Identify every line in the items below that contains the word "fluffy", and copy each of those lines in full.

INPUT DATA:
'''

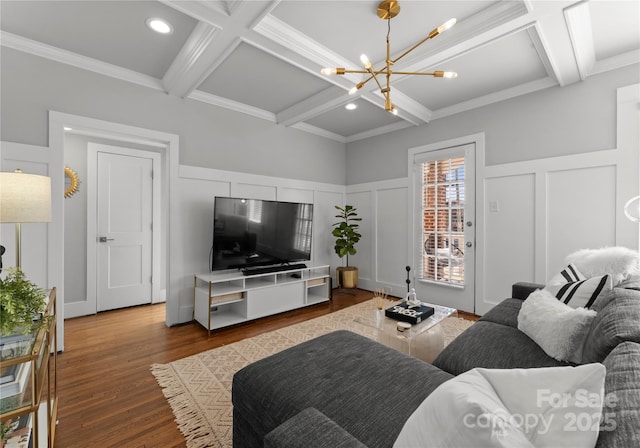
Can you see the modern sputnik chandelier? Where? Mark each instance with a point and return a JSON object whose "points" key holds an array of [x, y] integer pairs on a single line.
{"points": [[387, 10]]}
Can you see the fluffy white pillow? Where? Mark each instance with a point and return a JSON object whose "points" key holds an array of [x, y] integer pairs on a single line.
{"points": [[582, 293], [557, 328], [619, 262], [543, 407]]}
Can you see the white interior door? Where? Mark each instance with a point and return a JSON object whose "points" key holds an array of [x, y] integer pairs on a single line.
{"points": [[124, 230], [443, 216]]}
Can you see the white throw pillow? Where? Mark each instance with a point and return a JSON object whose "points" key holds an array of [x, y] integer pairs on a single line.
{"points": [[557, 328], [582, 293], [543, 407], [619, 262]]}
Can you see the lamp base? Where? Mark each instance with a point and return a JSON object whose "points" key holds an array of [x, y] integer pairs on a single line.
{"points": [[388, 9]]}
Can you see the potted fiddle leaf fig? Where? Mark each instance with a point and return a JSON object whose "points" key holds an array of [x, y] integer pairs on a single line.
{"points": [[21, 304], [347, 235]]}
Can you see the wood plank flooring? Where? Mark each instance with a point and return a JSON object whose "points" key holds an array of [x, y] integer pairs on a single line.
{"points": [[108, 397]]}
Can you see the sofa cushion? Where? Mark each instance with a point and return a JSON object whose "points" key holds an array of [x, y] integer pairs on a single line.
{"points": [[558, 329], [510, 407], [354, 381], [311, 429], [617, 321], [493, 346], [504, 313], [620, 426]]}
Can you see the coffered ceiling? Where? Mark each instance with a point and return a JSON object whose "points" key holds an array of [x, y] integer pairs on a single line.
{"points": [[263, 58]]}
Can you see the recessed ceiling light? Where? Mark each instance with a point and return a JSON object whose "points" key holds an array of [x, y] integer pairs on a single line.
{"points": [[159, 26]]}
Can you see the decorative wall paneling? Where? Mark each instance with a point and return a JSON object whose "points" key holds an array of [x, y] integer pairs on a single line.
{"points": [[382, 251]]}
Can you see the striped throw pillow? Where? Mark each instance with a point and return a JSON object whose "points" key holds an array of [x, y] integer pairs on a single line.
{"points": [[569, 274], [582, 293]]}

'''
'''

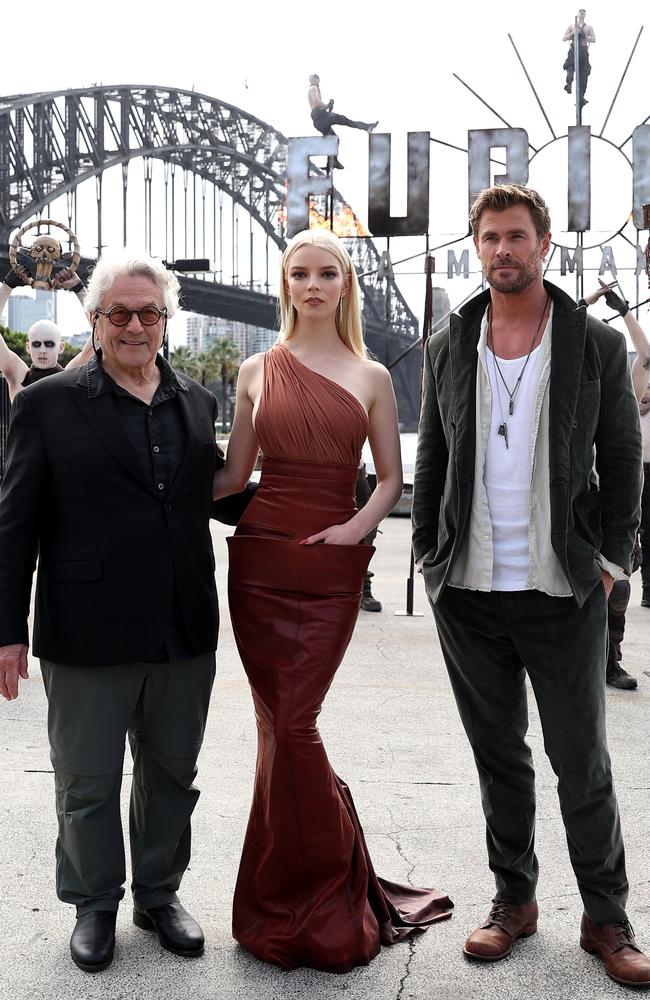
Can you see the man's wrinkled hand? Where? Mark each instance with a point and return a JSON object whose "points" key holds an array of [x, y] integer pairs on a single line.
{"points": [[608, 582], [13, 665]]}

'''
'''

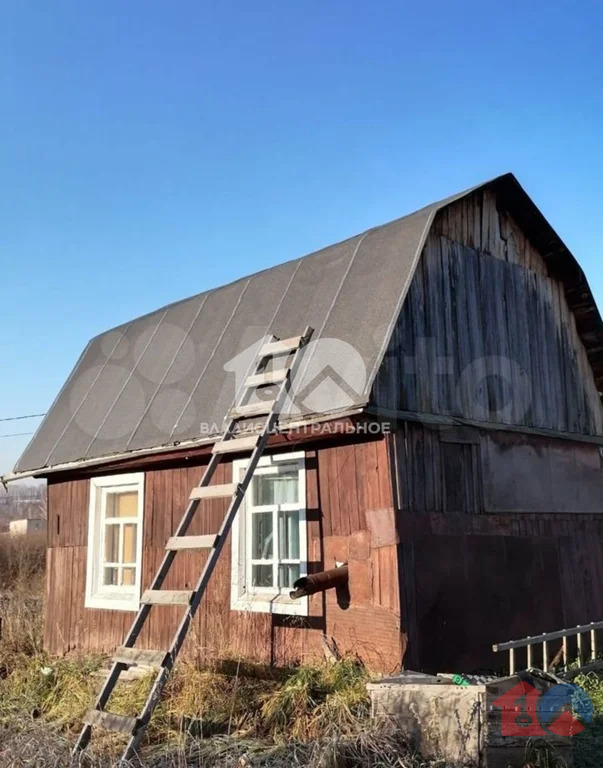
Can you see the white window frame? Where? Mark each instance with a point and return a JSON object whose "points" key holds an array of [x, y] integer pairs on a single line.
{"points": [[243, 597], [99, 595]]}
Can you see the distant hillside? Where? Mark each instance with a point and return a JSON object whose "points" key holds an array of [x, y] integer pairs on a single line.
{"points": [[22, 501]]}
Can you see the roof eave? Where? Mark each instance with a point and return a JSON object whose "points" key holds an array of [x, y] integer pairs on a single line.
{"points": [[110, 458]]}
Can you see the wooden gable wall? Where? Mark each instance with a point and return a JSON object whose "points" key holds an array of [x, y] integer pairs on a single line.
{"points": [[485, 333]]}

'''

EXPECTED ANSWER:
Can you see the fluffy white pillow? Where? Mark each instance with a point and return a JSON object whose "points" key holds an array of [x, y] integer pairs on a single line.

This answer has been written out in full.